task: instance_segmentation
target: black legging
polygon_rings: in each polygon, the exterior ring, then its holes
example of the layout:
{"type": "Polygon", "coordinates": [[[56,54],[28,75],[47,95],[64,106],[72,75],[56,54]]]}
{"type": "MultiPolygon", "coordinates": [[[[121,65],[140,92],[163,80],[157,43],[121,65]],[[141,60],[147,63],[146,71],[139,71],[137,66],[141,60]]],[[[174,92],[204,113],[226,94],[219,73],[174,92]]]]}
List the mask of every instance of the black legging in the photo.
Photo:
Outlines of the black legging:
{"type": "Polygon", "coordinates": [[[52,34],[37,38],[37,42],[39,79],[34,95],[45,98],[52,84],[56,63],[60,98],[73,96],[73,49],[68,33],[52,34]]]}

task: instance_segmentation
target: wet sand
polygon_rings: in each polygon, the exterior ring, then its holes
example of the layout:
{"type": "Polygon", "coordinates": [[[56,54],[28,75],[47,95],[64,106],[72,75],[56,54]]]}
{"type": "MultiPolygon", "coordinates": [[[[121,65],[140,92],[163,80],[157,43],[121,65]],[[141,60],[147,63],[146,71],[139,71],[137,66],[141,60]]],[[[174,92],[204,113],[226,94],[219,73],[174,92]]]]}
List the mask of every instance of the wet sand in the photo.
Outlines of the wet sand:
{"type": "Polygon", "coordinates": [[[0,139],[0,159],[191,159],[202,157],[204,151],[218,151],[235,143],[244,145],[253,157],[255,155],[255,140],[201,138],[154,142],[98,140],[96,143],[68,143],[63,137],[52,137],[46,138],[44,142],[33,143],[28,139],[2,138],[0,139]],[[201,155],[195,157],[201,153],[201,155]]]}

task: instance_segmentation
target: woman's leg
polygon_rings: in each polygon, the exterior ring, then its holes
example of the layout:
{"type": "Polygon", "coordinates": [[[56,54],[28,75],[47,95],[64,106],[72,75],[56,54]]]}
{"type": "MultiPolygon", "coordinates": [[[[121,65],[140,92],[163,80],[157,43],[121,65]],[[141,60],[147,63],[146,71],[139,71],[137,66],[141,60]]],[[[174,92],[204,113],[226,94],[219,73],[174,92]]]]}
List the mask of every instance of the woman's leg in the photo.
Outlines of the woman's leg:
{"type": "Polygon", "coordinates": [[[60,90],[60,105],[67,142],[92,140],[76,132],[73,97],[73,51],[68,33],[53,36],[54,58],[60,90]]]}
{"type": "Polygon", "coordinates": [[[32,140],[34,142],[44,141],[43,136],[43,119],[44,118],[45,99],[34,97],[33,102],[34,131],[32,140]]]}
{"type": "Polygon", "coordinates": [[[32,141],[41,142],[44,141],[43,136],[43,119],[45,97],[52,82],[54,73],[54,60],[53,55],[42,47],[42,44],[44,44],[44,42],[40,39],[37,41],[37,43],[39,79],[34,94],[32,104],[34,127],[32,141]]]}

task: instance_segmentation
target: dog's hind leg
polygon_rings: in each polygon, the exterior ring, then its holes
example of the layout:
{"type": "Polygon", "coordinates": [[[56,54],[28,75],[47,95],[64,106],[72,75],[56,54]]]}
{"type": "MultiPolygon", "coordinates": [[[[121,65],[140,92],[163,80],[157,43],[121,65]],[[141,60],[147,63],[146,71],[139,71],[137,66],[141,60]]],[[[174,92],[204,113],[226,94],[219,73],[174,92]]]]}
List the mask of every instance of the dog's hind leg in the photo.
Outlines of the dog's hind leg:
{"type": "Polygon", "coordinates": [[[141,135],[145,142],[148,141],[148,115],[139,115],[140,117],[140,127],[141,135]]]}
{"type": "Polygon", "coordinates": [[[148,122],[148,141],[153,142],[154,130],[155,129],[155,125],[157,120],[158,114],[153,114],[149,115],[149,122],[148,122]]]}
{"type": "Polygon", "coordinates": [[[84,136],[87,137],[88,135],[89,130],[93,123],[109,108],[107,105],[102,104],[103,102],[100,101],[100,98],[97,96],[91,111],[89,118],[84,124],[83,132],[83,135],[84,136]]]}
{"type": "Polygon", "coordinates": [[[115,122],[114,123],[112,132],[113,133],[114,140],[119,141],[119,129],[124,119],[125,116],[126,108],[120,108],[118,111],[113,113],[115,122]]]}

====

# GIVEN TASK:
Pull out every line in the material above that contains the word "mask", and copy each of those lines in full.

# SOLUTION:
List the mask of every instance of the black legging in the photo.
List the mask of every instance of the wet sand in the photo.
List the mask of every instance of the woman's leg in the photo.
List the mask of every instance of the dog's hind leg in the photo.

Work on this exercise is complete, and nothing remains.